Written problem → Return every line of the data below that contains the word "green". Copy each line unchanged.
_ _ _ _
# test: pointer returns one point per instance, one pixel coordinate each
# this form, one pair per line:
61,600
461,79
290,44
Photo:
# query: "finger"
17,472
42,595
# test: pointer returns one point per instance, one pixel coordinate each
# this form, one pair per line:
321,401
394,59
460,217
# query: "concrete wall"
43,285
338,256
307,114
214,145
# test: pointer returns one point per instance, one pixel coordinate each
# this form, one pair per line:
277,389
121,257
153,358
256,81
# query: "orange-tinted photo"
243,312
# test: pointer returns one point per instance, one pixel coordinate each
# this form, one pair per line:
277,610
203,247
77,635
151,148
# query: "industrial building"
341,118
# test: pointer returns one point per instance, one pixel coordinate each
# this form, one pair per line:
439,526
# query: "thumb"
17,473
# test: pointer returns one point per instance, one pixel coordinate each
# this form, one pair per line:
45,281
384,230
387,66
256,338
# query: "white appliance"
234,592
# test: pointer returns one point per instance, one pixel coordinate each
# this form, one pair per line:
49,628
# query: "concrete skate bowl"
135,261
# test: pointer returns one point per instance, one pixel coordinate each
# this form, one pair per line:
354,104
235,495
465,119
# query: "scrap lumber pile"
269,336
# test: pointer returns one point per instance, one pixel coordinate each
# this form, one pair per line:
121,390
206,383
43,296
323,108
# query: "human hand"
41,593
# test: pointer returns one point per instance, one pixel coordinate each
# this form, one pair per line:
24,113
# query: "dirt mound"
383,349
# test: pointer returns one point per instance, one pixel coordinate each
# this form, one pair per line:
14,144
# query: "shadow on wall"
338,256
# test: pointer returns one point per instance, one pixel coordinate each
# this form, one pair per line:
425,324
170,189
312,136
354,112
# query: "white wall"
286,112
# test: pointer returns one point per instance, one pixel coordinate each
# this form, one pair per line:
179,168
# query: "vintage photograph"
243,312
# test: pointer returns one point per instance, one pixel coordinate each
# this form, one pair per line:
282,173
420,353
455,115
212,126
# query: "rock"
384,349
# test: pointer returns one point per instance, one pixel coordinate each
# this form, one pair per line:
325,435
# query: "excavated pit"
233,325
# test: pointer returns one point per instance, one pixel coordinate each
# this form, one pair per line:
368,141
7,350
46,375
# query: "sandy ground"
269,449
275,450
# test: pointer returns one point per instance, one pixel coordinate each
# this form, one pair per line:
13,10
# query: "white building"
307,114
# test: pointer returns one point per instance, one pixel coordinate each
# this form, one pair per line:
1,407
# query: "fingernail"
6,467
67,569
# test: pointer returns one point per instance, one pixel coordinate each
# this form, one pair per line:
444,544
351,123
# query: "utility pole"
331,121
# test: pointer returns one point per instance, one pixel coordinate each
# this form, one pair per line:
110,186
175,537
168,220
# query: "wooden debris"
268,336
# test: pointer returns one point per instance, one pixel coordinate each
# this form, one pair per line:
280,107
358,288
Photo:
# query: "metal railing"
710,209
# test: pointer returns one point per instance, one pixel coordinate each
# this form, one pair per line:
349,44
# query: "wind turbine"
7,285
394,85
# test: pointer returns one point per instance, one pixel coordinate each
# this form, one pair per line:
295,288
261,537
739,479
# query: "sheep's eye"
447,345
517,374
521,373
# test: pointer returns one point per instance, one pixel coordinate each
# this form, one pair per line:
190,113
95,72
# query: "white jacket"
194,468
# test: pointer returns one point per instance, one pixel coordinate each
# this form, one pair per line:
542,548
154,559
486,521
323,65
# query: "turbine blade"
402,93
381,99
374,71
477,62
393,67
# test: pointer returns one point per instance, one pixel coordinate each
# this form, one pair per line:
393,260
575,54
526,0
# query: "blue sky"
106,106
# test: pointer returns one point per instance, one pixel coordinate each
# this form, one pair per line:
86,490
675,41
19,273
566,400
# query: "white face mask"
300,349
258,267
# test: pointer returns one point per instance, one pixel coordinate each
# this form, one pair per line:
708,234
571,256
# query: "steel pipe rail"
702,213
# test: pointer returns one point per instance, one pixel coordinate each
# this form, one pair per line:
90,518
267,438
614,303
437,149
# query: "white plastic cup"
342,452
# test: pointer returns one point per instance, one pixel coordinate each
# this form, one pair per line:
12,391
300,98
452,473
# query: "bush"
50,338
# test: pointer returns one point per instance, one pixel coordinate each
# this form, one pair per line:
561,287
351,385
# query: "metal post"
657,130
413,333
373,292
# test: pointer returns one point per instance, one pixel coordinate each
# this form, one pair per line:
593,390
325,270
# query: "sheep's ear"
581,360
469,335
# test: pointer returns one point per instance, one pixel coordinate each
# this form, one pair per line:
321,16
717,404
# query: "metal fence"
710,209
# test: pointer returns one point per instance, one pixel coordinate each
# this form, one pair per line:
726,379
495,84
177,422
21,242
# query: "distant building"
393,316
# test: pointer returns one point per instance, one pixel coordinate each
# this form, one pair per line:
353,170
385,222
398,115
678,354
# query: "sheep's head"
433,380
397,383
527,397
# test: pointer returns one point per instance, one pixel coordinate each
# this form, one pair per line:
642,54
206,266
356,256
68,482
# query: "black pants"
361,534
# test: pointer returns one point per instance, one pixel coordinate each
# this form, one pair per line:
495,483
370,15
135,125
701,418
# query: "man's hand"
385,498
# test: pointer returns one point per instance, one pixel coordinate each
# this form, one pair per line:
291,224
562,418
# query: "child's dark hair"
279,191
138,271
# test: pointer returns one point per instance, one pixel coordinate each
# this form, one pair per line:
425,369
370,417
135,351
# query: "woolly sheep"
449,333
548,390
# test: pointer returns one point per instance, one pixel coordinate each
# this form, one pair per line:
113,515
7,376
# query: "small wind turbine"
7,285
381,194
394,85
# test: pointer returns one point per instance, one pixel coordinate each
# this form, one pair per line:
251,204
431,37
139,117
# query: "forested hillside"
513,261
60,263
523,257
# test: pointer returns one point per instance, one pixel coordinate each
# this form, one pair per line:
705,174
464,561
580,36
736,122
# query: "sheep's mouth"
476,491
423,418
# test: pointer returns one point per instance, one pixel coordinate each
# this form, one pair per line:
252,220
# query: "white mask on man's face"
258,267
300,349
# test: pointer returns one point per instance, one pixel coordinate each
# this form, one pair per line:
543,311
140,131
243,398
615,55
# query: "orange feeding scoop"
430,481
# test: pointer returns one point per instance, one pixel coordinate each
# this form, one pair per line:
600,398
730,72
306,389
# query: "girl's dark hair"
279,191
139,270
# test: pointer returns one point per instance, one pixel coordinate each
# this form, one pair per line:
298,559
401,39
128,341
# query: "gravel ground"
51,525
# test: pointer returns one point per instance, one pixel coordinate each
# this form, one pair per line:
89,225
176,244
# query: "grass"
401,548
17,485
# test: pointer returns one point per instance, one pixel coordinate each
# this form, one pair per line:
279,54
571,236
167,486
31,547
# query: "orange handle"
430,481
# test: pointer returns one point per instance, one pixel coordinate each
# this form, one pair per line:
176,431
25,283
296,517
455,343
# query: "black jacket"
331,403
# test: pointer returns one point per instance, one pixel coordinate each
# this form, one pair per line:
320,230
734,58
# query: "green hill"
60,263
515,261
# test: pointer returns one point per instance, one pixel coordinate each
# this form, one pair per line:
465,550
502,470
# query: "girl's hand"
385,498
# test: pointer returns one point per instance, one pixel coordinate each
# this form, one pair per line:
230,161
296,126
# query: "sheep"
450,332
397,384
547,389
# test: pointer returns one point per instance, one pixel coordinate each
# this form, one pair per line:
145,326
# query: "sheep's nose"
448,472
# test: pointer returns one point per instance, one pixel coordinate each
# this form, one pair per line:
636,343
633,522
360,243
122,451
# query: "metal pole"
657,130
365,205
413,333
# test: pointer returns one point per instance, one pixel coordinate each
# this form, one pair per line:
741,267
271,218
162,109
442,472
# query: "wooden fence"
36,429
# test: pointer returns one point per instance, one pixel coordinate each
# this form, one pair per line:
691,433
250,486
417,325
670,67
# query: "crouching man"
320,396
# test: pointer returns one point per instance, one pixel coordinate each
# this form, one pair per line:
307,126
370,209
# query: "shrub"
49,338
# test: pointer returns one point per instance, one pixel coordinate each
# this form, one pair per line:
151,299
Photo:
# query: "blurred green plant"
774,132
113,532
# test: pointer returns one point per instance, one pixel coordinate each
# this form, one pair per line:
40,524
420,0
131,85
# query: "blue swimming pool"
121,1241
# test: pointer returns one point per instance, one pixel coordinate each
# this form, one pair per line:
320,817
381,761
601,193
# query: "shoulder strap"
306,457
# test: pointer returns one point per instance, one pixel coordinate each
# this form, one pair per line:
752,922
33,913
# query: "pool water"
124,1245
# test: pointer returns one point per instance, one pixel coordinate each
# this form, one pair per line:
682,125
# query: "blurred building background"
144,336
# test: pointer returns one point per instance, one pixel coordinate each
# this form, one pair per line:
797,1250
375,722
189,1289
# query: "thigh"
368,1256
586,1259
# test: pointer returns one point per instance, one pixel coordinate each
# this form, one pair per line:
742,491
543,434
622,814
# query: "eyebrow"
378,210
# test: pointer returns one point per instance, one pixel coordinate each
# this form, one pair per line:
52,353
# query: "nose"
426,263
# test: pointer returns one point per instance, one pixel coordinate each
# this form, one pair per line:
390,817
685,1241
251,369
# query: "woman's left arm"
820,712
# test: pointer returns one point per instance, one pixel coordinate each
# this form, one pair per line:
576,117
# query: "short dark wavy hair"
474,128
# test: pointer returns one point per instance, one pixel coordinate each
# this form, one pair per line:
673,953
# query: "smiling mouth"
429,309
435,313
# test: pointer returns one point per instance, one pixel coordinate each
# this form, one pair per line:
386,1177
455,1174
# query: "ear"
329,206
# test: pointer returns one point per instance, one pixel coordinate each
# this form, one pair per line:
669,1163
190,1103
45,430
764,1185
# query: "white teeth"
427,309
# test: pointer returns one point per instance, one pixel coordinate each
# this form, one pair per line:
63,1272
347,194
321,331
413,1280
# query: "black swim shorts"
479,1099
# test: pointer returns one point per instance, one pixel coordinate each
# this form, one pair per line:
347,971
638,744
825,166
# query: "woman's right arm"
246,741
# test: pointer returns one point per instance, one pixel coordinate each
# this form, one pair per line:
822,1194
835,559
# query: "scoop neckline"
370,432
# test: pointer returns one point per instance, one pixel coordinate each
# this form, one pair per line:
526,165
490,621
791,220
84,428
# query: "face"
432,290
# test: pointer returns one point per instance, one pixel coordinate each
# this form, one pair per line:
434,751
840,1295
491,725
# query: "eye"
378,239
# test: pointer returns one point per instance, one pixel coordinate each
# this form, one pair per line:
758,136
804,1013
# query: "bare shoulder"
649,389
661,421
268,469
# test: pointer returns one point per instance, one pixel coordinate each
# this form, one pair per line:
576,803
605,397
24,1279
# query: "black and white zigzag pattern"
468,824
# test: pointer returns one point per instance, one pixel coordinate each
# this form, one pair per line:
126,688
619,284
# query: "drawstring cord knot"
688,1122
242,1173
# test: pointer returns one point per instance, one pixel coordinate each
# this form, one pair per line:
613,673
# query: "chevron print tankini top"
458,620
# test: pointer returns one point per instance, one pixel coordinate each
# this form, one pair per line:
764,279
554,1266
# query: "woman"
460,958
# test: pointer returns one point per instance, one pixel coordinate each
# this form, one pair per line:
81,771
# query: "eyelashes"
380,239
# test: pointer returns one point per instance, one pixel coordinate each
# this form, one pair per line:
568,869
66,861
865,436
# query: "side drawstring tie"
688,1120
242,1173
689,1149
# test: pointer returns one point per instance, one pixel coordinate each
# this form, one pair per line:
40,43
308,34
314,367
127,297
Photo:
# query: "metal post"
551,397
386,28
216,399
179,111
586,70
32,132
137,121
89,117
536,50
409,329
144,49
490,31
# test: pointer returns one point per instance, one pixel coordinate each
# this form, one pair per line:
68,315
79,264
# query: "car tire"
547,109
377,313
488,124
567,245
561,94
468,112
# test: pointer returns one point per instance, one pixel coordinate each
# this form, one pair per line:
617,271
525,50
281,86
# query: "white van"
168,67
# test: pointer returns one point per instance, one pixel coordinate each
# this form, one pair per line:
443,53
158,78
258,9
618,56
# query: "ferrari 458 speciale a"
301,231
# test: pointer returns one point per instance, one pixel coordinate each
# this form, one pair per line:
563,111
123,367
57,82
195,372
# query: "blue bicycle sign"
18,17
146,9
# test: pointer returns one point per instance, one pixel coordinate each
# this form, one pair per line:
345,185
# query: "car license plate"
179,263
_ _ _ _
Response →
# query: "green hill"
# query: "blurred green plant"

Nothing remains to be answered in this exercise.